REQUIRED TASK ▸
Copy the lines of the material below without any changes, starting at the line that contains "Exercise. For every instance of the green bush" and ending at the line that contains "point(460, 556)", with both of those lines included.

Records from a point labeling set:
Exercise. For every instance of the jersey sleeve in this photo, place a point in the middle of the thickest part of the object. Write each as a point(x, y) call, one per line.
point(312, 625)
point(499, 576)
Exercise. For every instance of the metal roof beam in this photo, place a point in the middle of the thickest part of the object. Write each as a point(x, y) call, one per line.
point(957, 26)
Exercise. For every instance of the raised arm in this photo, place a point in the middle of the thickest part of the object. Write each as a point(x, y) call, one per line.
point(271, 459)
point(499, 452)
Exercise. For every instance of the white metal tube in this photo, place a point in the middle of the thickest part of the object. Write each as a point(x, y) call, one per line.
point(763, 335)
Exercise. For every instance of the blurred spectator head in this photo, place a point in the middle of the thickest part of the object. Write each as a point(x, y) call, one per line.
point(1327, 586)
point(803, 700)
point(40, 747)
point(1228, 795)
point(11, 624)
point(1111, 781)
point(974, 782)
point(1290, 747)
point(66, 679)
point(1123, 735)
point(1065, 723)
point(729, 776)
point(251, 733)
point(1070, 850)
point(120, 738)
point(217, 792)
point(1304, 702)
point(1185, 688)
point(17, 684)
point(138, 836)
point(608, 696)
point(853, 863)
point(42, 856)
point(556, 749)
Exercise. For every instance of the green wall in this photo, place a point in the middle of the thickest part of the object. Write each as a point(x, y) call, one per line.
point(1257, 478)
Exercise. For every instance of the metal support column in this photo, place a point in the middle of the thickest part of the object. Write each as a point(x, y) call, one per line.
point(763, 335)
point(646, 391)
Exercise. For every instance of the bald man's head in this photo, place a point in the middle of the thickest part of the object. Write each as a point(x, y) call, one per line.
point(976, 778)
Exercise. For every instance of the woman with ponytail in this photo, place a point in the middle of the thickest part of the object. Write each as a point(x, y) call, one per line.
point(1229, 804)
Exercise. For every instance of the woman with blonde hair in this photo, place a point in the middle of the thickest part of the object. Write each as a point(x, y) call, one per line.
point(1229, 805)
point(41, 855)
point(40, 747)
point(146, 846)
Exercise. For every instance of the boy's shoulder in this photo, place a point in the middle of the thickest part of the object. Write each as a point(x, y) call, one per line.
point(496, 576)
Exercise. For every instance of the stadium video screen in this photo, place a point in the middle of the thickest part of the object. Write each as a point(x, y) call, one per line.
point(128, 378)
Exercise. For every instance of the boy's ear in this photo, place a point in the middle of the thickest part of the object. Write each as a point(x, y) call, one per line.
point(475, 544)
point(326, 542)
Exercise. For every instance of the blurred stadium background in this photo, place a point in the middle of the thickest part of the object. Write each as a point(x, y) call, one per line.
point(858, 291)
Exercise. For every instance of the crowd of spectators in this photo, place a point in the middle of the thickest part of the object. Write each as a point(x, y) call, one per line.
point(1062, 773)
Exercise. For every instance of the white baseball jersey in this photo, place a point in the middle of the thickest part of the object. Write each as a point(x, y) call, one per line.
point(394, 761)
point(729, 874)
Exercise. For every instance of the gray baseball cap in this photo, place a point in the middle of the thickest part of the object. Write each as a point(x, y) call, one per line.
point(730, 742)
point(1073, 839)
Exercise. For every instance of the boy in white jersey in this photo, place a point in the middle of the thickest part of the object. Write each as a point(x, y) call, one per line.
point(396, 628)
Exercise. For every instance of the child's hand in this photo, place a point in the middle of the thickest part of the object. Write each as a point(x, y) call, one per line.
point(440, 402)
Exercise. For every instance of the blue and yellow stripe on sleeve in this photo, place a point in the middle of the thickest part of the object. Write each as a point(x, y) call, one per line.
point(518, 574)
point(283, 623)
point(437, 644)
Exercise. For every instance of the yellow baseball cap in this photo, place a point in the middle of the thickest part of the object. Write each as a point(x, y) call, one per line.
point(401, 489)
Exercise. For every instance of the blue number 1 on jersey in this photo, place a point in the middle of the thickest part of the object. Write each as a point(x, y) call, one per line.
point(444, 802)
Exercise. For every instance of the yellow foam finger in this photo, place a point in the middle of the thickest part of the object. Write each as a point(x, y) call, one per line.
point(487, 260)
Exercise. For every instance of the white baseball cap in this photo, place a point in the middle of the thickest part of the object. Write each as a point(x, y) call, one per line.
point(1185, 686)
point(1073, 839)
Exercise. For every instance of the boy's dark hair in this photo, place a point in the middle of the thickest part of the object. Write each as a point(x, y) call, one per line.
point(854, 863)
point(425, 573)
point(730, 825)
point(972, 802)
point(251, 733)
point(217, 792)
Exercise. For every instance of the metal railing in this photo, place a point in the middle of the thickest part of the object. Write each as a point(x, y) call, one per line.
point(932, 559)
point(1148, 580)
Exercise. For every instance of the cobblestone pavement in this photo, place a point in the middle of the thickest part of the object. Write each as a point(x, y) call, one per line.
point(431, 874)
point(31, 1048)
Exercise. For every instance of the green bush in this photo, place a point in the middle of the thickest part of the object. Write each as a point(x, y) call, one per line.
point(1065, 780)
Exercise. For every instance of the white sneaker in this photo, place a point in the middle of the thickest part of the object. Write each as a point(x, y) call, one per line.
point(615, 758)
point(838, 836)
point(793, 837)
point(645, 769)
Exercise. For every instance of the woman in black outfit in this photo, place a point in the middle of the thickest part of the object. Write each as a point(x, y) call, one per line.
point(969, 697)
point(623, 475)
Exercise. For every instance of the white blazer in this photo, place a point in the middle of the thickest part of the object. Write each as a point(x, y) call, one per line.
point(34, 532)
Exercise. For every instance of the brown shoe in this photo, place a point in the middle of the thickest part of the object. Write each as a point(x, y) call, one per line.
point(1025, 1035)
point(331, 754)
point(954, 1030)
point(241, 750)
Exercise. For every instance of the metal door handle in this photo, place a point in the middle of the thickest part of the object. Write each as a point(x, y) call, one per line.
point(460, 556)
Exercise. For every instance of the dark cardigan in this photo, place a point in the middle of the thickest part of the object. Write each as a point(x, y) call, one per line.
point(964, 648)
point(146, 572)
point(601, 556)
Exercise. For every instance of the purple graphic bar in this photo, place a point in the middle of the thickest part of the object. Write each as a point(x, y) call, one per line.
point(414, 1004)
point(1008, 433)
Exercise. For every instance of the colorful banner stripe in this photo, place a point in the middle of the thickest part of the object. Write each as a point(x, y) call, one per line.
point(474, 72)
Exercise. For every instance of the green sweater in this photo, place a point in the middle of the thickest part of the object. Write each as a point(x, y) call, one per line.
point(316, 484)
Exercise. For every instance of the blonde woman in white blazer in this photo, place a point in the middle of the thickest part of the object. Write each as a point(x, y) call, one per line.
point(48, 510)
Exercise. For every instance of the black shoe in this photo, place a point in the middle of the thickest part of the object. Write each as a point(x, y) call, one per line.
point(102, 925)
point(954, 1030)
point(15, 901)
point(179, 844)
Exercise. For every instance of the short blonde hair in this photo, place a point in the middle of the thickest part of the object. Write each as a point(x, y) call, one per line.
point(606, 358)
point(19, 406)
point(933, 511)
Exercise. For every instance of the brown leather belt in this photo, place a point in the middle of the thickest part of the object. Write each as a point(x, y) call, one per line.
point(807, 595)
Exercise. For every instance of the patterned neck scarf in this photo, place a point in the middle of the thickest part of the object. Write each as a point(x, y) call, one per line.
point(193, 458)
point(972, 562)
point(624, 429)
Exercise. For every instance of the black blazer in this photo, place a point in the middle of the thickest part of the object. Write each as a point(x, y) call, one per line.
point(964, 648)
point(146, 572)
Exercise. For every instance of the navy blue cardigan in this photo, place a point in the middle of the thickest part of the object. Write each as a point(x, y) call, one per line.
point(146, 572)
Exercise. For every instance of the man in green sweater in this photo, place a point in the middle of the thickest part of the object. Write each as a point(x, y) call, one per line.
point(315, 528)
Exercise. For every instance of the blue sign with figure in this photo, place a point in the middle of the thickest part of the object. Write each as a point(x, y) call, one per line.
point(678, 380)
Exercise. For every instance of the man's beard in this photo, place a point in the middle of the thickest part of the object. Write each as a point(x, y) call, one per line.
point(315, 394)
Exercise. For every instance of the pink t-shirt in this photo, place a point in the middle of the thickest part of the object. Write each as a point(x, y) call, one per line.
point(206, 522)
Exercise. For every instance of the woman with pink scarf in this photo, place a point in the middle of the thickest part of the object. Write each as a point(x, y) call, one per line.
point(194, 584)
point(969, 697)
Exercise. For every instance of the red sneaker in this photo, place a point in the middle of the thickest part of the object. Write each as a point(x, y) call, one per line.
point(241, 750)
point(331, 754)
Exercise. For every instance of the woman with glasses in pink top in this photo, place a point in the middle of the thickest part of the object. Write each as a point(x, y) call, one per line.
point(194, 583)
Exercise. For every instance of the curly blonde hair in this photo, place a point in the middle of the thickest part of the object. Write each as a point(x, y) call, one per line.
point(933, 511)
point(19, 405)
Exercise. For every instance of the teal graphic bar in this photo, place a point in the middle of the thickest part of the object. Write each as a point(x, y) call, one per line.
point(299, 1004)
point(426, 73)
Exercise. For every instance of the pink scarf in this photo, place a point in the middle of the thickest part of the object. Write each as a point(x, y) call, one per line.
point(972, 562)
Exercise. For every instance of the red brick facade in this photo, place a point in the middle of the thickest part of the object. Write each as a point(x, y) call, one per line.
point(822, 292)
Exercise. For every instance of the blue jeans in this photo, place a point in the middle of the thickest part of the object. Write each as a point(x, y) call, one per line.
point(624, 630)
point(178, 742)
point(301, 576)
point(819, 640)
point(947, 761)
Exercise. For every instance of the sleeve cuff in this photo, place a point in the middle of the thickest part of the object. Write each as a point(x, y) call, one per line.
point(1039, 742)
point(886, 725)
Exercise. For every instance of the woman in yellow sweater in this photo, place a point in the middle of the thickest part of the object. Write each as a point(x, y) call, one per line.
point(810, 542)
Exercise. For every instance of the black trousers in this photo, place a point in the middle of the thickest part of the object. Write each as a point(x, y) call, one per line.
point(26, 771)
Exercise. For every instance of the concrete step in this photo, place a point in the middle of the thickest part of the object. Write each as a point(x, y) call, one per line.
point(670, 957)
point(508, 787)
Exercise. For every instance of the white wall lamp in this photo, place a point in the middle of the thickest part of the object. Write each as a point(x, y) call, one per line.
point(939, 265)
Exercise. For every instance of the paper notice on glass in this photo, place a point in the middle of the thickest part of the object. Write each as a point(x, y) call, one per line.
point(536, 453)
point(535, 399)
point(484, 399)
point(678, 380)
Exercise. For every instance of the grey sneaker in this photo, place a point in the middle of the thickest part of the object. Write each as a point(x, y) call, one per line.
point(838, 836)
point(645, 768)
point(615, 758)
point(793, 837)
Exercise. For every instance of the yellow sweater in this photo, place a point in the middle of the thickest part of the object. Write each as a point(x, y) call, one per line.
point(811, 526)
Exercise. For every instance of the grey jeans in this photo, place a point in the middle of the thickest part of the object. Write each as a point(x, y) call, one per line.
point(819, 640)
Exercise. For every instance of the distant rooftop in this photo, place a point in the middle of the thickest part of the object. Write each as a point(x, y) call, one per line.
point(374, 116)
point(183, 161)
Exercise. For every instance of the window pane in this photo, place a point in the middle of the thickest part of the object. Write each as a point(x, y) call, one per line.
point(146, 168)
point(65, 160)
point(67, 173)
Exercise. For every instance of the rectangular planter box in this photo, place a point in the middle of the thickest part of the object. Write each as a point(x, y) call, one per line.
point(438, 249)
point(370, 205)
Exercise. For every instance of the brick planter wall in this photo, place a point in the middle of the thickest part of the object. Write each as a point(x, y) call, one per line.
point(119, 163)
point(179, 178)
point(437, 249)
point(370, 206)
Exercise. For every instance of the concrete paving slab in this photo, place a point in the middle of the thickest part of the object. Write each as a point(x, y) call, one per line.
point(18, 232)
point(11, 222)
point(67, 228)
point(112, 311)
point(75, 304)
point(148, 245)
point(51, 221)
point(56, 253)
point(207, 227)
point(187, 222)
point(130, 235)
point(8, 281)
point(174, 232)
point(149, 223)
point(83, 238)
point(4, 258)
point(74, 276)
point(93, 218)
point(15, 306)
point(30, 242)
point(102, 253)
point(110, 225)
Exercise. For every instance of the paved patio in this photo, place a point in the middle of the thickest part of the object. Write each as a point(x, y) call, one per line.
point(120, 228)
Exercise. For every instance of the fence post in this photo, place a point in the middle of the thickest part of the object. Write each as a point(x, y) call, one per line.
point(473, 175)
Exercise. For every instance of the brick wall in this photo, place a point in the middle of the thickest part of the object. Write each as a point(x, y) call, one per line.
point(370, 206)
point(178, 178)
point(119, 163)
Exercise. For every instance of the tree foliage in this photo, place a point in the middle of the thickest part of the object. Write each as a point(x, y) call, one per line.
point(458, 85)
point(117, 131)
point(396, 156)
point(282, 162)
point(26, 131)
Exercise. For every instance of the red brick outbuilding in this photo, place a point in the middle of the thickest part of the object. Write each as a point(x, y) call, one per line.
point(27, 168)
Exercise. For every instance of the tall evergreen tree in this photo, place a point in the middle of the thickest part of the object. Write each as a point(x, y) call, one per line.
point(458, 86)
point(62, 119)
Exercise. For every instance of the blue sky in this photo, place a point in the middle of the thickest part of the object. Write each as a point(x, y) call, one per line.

RESPONSE TO THE TASK ▸
Exercise. For every instance of the green bush in this photo, place a point in the middle of the thickest part of the object. Write each as a point(x, y) call, one per line.
point(1065, 780)
Exercise. For every instance of the white sneaker in this photo, place a point in the middle of the thickest part of the object. Write each as a point(x, y) call, one per line.
point(615, 758)
point(838, 836)
point(793, 837)
point(645, 769)
Exercise. For every instance of the woman in black outfit in this photo, place a point in the middle of the thickest part of the object. Write each as a point(x, y) call, one per line.
point(969, 697)
point(623, 475)
Exercise. For every instance of the white blazer in this photo, place a point in the middle of the thickest part of the object. Write each as a point(x, y) call, one per line.
point(34, 532)
Exercise. For every instance of the brown shoe in this photo, place a point in the middle of the thickest part of the object. Write each as a point(x, y) call, one per line.
point(1025, 1035)
point(331, 754)
point(954, 1030)
point(241, 750)
Exercise. For every instance of the metal door handle in this photo, place a point in the middle of the thickest part of the object. Write each as a point(x, y) call, one per line.
point(460, 556)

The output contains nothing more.